_Texto do documento_.
= = =
O setor da saúde já começa a sentir, como era inevitável, os reflexos da difícil situação econômica do País, que exige cortes nos gastos públicos, como deixou claro o ministro Arthur Chioro em entrevistas ao Estado e ao jornal Valor. Ele aponta as áreas em que é possível fazer economias, aquelas que em princípio serão mais afetadas pelo ajuste fiscal e afirma que não faltarão recursos para assegurar o atendimento básico e de urgência, que inclui o Sistema Único de Saúde (SUS) e os hospitais conveniados.
São opções sensatas, ditadas pelo senso de responsabilidade que se espera dos administradores públicos em situações como essa. Na prática, pressionado pela crise, o Ministério está redefinindo prioridades, pelo menos no curto prazo. O tamanho do ajuste a ser feito vai depender das decisões da equipe econômica, mas Chioro lembra que no caso da saúde “temos a emenda constitucional que garante um mínimo a ser aplicado”.
Os cortes de gastos, diz ele, serão no funcionalismo, no saneamento básico e nas emendas parlamentares. Ressalvando que no caso do saneamento a redução de despesas tem de ser feita com muito critério, porque ele tem reflexos importantes na saúde da população, as outras opções são corretas. “A essência do SUS”, garante Chioro, “não será comprometida.” O mesmo vale para as Santas Casas e os hospitais filantrópicos conveniados, que asseguram quase metade dos atendimentos da rede pública.
= = =
[Dados de localização com um ponto por instância]

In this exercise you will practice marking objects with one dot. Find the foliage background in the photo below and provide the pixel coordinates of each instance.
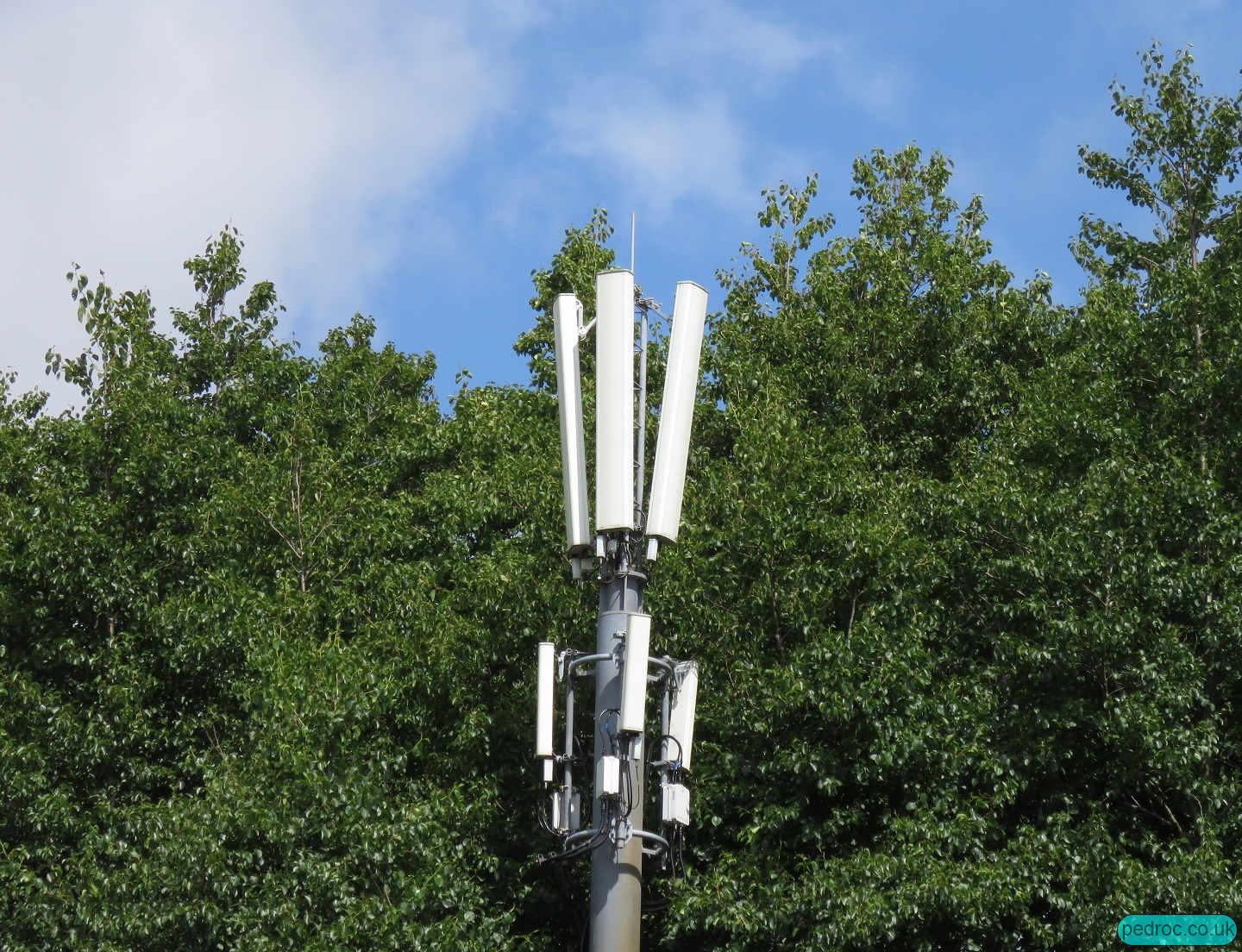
(959, 567)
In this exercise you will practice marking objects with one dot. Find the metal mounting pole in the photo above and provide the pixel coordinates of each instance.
(616, 870)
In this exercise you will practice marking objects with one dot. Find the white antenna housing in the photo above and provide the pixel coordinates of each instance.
(614, 400)
(681, 717)
(677, 412)
(634, 673)
(567, 318)
(543, 723)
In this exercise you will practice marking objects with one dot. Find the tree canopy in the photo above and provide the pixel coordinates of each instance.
(959, 565)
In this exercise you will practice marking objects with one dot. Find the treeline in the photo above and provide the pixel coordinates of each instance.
(960, 567)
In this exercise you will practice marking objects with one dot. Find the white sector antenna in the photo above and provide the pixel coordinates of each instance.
(543, 725)
(681, 719)
(634, 673)
(567, 318)
(677, 412)
(614, 400)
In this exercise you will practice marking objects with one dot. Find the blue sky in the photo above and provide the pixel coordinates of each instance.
(415, 163)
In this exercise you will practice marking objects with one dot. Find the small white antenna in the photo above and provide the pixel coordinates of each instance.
(632, 220)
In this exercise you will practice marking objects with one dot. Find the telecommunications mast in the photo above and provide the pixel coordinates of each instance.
(626, 539)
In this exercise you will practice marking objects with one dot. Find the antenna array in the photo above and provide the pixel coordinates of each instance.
(624, 668)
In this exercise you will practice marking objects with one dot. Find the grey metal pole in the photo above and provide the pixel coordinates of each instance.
(616, 872)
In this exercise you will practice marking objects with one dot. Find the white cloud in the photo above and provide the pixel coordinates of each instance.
(697, 35)
(662, 149)
(680, 132)
(135, 130)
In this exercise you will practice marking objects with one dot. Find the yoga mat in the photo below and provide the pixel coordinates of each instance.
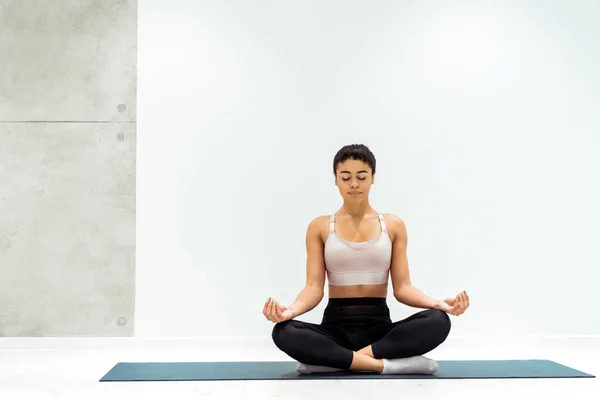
(285, 370)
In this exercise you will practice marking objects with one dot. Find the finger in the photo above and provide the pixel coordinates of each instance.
(272, 312)
(276, 313)
(265, 307)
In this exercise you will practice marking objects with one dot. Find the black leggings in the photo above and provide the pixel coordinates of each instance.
(349, 325)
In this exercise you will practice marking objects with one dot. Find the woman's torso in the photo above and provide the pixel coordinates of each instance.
(361, 232)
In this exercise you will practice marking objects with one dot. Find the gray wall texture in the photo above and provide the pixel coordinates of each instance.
(67, 167)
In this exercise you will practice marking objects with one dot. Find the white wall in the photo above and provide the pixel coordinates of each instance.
(483, 116)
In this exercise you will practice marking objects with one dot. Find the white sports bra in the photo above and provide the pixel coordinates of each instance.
(357, 263)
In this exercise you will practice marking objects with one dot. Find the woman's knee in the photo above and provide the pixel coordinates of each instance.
(441, 324)
(283, 334)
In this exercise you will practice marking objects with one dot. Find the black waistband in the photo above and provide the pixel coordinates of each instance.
(357, 301)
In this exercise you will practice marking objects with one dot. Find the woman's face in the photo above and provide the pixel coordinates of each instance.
(354, 179)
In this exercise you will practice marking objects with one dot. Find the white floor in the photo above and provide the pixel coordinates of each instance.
(74, 374)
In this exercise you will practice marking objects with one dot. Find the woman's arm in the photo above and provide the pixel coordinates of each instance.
(404, 291)
(313, 291)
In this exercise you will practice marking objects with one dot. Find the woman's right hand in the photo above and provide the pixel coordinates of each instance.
(275, 312)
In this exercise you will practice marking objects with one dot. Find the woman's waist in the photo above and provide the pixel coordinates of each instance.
(358, 291)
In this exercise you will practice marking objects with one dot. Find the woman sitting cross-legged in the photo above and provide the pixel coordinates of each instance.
(359, 249)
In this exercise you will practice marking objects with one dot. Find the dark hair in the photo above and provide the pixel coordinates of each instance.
(358, 152)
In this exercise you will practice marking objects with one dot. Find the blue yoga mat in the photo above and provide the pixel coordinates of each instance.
(285, 370)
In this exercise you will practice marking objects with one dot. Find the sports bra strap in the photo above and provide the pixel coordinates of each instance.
(382, 222)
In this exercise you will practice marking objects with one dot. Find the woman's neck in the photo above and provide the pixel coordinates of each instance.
(357, 210)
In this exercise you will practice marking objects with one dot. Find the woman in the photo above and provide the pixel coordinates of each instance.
(359, 249)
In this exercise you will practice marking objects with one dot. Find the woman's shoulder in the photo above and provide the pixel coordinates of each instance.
(394, 223)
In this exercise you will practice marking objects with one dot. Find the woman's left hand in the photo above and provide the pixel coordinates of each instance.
(455, 306)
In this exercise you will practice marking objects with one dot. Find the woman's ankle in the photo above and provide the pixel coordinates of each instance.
(367, 351)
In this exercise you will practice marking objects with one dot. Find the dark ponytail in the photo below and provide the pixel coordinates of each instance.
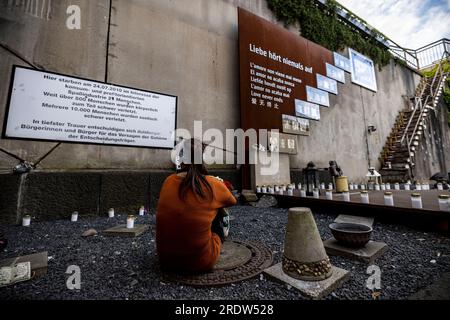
(195, 178)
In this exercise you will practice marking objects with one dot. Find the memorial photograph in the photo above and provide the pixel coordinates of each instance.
(224, 158)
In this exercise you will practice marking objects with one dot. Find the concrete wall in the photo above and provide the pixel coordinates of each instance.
(179, 47)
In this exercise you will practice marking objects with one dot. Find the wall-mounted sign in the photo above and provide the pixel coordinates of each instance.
(307, 110)
(317, 96)
(335, 73)
(326, 84)
(342, 62)
(363, 70)
(295, 125)
(55, 107)
(282, 143)
(272, 74)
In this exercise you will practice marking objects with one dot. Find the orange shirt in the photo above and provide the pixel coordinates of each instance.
(184, 239)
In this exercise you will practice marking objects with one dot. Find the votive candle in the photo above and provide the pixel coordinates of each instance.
(316, 193)
(416, 200)
(303, 193)
(388, 199)
(444, 202)
(26, 220)
(364, 197)
(130, 222)
(346, 195)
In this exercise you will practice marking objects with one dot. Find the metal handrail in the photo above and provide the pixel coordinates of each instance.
(424, 56)
(421, 102)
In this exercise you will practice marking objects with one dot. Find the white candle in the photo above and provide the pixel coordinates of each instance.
(316, 193)
(130, 222)
(346, 196)
(74, 217)
(388, 199)
(364, 197)
(26, 220)
(444, 202)
(416, 200)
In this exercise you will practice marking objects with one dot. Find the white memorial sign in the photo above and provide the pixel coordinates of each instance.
(48, 106)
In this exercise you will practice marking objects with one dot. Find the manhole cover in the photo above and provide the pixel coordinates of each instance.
(232, 255)
(229, 270)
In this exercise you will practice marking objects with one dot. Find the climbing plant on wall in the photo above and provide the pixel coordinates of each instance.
(321, 25)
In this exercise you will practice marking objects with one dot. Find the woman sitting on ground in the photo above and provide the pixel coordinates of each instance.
(188, 230)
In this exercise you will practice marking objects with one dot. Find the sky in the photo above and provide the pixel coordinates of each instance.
(410, 23)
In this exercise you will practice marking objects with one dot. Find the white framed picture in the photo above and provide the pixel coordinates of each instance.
(342, 62)
(307, 110)
(326, 84)
(335, 73)
(363, 70)
(317, 96)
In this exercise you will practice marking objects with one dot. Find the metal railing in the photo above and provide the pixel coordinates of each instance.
(423, 100)
(418, 59)
(423, 57)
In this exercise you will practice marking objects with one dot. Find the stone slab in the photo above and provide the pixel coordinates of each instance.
(232, 255)
(38, 262)
(369, 253)
(123, 231)
(344, 218)
(439, 290)
(310, 289)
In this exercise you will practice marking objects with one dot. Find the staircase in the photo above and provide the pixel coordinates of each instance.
(398, 154)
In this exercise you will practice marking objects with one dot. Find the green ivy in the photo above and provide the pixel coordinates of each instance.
(446, 98)
(430, 73)
(323, 26)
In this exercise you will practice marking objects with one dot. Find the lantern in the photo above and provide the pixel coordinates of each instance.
(311, 178)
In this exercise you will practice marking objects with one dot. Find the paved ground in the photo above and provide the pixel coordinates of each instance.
(122, 268)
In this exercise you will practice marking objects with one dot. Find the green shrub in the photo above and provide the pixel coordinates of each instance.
(323, 26)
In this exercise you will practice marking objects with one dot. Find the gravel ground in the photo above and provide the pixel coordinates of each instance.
(126, 268)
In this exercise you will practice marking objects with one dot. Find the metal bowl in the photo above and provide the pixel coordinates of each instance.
(351, 234)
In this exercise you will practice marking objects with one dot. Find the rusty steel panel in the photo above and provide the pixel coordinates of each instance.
(256, 36)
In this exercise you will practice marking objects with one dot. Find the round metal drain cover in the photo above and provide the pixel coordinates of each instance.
(232, 255)
(229, 270)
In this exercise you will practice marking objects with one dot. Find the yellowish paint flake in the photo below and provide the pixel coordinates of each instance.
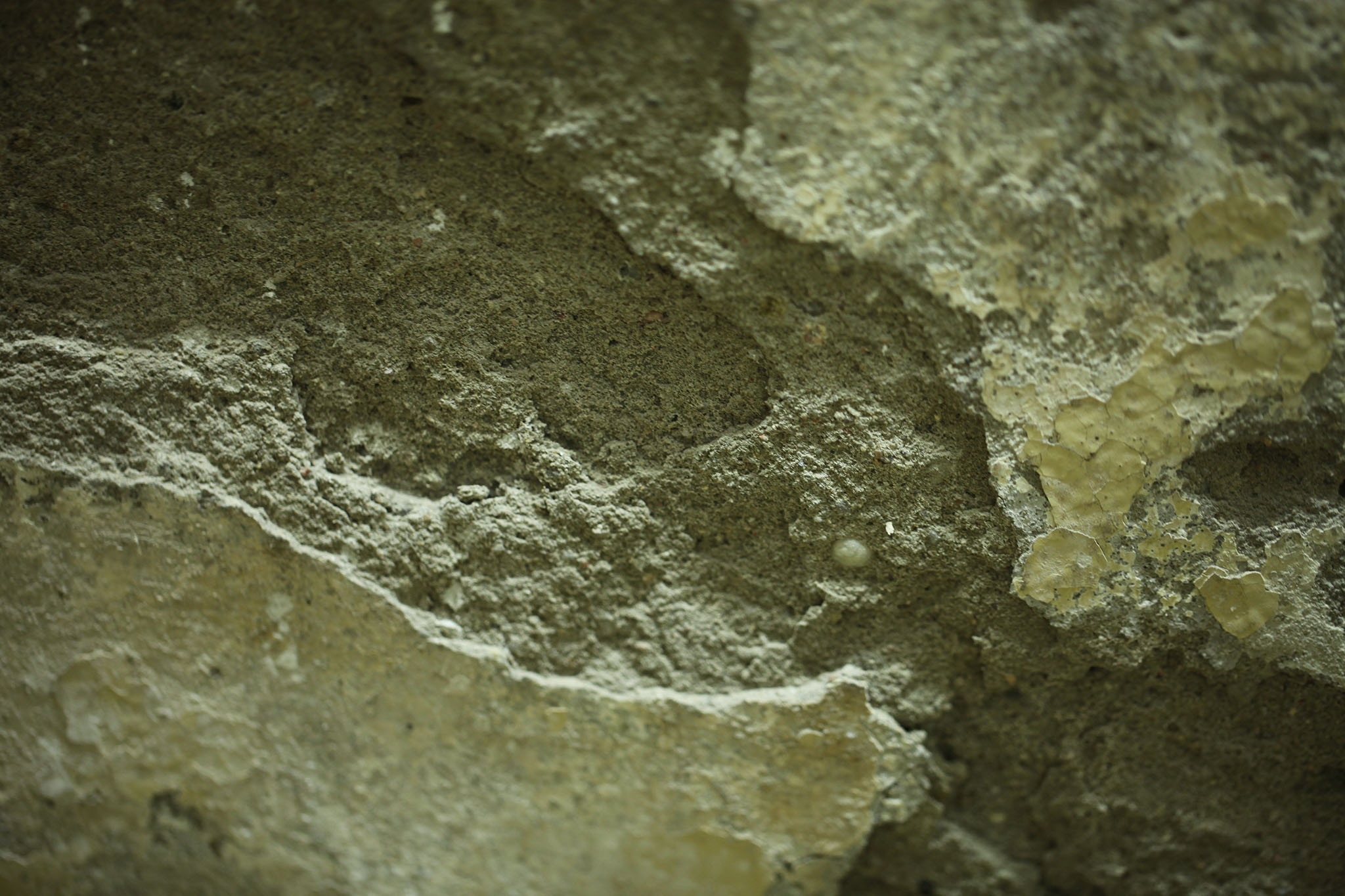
(1242, 603)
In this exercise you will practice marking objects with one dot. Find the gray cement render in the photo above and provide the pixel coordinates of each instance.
(427, 431)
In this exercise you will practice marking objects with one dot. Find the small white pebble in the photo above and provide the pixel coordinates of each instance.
(850, 553)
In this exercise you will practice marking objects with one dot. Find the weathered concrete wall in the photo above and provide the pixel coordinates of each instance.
(427, 430)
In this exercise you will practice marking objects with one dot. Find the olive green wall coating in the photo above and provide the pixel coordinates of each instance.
(435, 440)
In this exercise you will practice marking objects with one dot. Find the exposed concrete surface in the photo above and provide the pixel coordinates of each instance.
(671, 448)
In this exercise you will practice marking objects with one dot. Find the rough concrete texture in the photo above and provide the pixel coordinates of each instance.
(432, 436)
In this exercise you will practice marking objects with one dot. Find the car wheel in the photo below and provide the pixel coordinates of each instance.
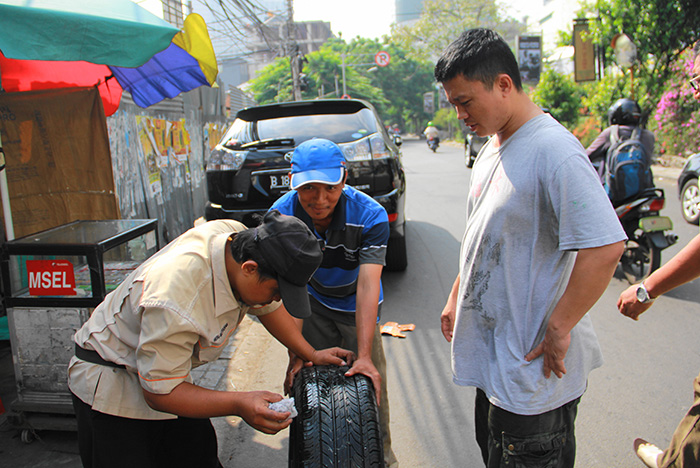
(690, 201)
(338, 421)
(396, 257)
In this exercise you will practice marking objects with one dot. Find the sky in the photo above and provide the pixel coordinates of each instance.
(365, 18)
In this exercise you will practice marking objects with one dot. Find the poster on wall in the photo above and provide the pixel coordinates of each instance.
(584, 53)
(530, 58)
(151, 155)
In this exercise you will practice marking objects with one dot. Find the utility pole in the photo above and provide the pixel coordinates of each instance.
(292, 51)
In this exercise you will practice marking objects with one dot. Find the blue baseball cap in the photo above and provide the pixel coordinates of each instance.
(317, 160)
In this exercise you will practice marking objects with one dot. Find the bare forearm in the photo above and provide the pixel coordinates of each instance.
(287, 330)
(367, 303)
(682, 268)
(192, 401)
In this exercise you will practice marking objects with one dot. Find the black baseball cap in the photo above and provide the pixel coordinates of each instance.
(294, 253)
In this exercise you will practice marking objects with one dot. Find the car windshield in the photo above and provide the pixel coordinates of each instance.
(339, 128)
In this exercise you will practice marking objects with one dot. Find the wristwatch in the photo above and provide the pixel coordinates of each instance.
(643, 295)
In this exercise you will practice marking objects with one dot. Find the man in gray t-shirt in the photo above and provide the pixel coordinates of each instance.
= = =
_Problemas a resolver_.
• 1. Transcreva do texto sobre os cortes na saúde o trecho que se inicia nas palavras "O setor da saúde" e se encerra após as palavras "os hospitais conveniados.".
• 2. Segundo o texto sobre os cortes na saúde, em quais áreas serão feitos os cortes de gastos?

_Respostas escritas_.
• 1.
O setor da saúde já começa a sentir, como era inevitável, os reflexos da difícil situação econômica do País, que exige cortes nos gastos públicos, como deixou claro o ministro Arthur Chioro em entrevistas ao Estado e ao jornal Valor. Ele aponta as áreas em que é possível fazer economias, aquelas que em princípio serão mais afetadas pelo ajuste fiscal e afirma que não faltarão recursos para assegurar o atendimento básico e de urgência, que inclui o Sistema Único de Saúde (SUS) e os hospitais conveniados.

• 2. No funcionalismo, no saneamento básico e nas emendas parlamentares.